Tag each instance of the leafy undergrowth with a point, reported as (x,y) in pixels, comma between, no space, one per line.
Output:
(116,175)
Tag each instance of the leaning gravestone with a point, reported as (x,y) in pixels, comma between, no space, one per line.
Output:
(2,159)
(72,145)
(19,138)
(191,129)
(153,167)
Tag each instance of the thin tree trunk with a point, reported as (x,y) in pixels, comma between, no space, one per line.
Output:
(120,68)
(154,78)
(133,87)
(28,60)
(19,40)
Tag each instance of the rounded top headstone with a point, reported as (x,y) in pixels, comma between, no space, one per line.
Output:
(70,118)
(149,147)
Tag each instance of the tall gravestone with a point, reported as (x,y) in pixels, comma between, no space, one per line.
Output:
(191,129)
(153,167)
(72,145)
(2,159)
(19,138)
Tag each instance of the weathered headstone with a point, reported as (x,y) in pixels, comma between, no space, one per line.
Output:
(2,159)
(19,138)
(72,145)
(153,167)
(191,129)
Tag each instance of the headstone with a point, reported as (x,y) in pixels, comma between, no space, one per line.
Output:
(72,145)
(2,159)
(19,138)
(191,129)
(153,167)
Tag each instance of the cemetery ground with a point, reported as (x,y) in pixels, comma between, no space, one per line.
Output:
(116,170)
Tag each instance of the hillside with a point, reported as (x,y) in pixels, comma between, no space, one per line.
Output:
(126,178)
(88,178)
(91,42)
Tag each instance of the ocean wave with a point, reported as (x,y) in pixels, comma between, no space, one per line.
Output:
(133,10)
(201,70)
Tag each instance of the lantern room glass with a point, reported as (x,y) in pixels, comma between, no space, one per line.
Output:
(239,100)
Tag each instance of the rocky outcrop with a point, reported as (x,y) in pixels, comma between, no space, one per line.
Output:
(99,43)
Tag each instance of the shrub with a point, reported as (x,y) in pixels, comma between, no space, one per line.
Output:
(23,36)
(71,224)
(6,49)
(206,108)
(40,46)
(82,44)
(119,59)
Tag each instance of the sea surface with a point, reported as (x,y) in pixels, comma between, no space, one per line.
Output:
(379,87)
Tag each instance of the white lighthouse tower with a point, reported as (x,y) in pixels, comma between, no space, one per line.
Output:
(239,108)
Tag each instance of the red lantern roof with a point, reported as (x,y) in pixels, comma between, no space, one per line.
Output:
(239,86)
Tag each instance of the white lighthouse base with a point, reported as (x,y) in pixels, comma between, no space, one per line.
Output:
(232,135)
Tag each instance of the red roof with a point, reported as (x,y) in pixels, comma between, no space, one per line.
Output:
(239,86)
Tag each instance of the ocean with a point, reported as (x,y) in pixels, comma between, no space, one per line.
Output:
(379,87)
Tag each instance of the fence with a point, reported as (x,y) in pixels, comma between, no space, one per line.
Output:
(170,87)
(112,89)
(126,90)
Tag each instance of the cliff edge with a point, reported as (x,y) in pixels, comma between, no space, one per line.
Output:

Goal of the exercise -
Can you repeat verbatim the lines that begin with the one containing "Tag each instance of the fence" and continue through the last line above, with both ends included?

The answer -
Tag each instance of the fence with a point, reported as (x,y) in pixels, comma between, no space, one per line.
Output:
(170,87)
(112,89)
(126,90)
Tag each instance of the cliff edge with a point, reported as (x,y) in pixels, comma between, no space, one per line.
Output:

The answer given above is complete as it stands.